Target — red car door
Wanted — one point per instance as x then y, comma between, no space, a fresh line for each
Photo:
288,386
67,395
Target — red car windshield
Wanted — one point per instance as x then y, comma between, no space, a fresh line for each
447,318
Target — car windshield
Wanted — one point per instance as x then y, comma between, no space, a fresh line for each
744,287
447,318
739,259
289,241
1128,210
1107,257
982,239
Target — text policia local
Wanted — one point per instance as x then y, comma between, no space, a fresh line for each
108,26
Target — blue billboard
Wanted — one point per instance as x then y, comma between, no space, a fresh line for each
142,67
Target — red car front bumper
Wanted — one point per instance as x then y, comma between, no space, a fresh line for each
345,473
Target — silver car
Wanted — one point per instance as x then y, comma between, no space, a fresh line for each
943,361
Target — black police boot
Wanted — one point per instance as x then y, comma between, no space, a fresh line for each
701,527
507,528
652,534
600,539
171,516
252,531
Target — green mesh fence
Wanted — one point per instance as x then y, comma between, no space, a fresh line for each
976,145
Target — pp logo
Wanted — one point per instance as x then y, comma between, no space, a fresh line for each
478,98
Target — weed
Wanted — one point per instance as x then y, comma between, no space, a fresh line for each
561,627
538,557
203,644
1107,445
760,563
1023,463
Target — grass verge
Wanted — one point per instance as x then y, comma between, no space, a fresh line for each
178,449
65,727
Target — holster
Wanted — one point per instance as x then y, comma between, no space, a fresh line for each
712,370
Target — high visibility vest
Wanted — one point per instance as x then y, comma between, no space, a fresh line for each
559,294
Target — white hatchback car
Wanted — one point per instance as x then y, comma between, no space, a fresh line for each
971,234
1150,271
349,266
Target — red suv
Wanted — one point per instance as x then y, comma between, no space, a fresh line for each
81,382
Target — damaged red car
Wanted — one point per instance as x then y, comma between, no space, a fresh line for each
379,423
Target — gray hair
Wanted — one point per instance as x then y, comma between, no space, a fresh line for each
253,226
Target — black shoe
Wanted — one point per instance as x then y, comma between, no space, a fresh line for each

> Direction: Copy all of the material above line for line, with no changes.

> Solution:
Target — red car door
Wanted — one point per instance as x then y, comma between, no space, a fresh line for each
Photo:
288,386
67,395
Target — red car windshield
Wanted — one point per instance as x then y, comma between, no space, a fresh line for each
447,318
Target — car windshield
Wanted — one point per instance as x then y, comma between, no space, a fresh line for each
744,287
447,318
739,259
289,241
1128,210
1107,257
982,239
Target — text policia local
Wanted — one point per instance as x then y, comma between, no space, a fresh line for each
108,26
Target — blue billboard
Wanted — one point per instance as x then y, comma between, no space, a fresh line for each
142,67
Target — red car front bumper
Wanted — one point per instance as x then y, comma between, no space, a fresh line for each
345,473
Target — silver car
Wanted — one point per instance as x then y, comma between, no space, a fresh line for each
943,361
Target — black police boot
Wanted — one point per instance as x then y, comma between, no space, a fresh line for each
701,527
507,528
652,534
600,539
171,516
252,531
Target — green mesh fence
Wanted — one point per instance as x then y, comma between, no space, a fresh line for each
976,145
Target — pp logo
Wanted — one point per instance as x then y, comma between, no space, a fresh line for each
478,98
Target — weed
Wanted — one point per instance as x then y, comma between, no space, a fresh line for each
561,627
538,557
203,644
1107,445
760,563
1023,463
Target — grass verge
Wanted — one point per instance as x then y, comma between, no space, a fresh line for each
178,449
65,727
Target — holster
Wanted — one point per instance as x then y, comma between, no space, a fresh line for each
712,370
Target — high visibility vest
Wanted — one point per instance as x then y, comma between, no space, a fresh line for each
559,294
Target — white hatchback car
Wanted — one point per instance as x then y, comma between, no space, a fresh line for each
971,234
1150,271
349,266
Target — red suv
Wanted — one point per instance as x then y, comma between, no space, a fresh line for each
81,382
Target — damaged red car
Wanted — one point per instance as x then y, comma between, no space, a fresh line for each
379,423
Target — gray hair
Wanted — one point per instance as x then y, comma between, no space, a fresh line for each
253,226
Target — black shoe
Wanted — one point per instance as x then y, comma between, no space, a fresh line for each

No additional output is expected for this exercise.